• [Problem requirements]
Render the stretch of the material below from the line containing "# test: pointer marks one dot per instance of the pile" through its end as a Markdown table with the columns Row and Line, numbering each line and leaving out blank lines.

━━━ Source records

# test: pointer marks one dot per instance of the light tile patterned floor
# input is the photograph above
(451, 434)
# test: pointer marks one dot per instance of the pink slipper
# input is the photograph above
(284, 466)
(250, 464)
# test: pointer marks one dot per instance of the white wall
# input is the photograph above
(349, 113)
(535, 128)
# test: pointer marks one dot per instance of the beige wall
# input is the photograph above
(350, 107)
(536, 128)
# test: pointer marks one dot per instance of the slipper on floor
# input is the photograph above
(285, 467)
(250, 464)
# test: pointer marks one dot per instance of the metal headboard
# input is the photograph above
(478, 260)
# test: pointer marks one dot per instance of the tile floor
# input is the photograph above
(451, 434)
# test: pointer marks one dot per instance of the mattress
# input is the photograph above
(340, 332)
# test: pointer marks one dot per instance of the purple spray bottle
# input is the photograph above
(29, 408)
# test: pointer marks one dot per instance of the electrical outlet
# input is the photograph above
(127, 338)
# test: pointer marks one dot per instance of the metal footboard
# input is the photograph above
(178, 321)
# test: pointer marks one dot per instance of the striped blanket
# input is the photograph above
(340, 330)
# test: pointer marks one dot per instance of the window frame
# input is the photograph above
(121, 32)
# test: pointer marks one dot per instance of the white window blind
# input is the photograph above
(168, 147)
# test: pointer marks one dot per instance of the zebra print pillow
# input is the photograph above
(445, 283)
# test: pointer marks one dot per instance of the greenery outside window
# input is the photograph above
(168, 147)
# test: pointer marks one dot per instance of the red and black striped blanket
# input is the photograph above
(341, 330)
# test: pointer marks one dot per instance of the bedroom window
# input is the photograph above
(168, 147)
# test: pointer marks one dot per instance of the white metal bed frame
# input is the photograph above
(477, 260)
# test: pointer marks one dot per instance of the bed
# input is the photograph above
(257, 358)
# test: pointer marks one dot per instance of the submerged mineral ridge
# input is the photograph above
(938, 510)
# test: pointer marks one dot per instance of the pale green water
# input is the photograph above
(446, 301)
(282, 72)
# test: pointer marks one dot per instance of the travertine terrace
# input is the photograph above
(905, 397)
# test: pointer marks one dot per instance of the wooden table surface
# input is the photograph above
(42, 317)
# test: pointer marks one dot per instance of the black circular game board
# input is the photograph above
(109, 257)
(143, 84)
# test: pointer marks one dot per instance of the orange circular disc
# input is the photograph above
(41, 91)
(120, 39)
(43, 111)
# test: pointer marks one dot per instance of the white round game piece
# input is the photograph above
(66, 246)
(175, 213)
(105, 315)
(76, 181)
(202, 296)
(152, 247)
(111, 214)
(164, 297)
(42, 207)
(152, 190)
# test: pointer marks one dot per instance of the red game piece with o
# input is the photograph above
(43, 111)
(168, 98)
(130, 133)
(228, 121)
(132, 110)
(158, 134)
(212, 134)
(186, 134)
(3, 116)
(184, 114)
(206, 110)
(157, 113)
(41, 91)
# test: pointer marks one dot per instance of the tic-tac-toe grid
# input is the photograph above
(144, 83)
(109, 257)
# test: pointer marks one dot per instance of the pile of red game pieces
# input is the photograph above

━━━━━━

• [Solution for this task]
| Row | Line |
|---|---|
| 1 | # test: pointer marks one dot per instance of the pile of red game pieces |
| 2 | # input is the photograph above |